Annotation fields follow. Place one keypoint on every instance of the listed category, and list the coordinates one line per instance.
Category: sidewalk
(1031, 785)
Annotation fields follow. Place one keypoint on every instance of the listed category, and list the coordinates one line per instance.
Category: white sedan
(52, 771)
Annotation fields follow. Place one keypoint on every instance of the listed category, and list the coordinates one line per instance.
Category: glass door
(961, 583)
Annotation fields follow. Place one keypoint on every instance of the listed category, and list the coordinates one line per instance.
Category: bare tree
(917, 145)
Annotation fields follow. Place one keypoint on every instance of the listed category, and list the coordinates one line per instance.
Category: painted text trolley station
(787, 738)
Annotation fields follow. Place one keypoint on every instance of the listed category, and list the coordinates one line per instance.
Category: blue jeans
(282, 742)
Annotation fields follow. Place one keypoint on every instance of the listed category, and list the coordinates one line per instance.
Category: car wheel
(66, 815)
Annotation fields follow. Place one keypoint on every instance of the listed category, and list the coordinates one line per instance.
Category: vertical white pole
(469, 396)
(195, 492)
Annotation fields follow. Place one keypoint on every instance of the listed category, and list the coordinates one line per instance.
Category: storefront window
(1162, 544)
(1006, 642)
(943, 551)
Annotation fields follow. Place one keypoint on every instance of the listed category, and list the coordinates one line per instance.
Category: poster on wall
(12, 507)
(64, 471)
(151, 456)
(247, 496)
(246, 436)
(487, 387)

Work request: The expected response is the full set of records, reproduced exactly.

Result of the exercise:
Annotation fields follow. Place one keypoint on every instance of the listed category, and list the coordinates one line per instance.
Category: sidewalk
(1031, 785)
Annotation fields follow. Place one keypoint on every instance of the listed category, and list the coordinates one line per instance.
Category: white sedan
(52, 771)
Annotation fields follow. Place one keypoint on every instance of the listed category, and list the coordinates one line per instance.
Category: glass door
(961, 583)
Annotation fields follow. Place one keypoint on every instance of the listed category, and list the coordinates one line per instance.
Category: bare tree
(917, 145)
Annotation fields follow. Place one keypoint on every instance of the listed category, and list the coordinates one line per instance.
Category: painted text trolley station
(787, 738)
Annotation fields follow. Place one keypoint on every instance of the listed category, and list the coordinates one line per instance.
Category: blue jeans
(282, 742)
Annotation fields follow. Place one keypoint on every instance of the listed category, and list the coordinates one line per instance.
Category: car wheel
(66, 815)
Annotation fields follow. Place one keypoint on every instance of the listed category, and list the coordinates one line per instance.
Category: vertical white pole
(469, 396)
(195, 492)
Annotation fields follow. Place one keypoint on every instance of the listed category, and list the coordinates one line per instance.
Category: storefront window
(1162, 544)
(1006, 642)
(943, 551)
Annotation fields follow. Place one keypoint on every instance of the listed category, and list the coordinates one line per instance.
Category: poster on wall
(12, 507)
(64, 471)
(151, 456)
(247, 496)
(246, 436)
(487, 387)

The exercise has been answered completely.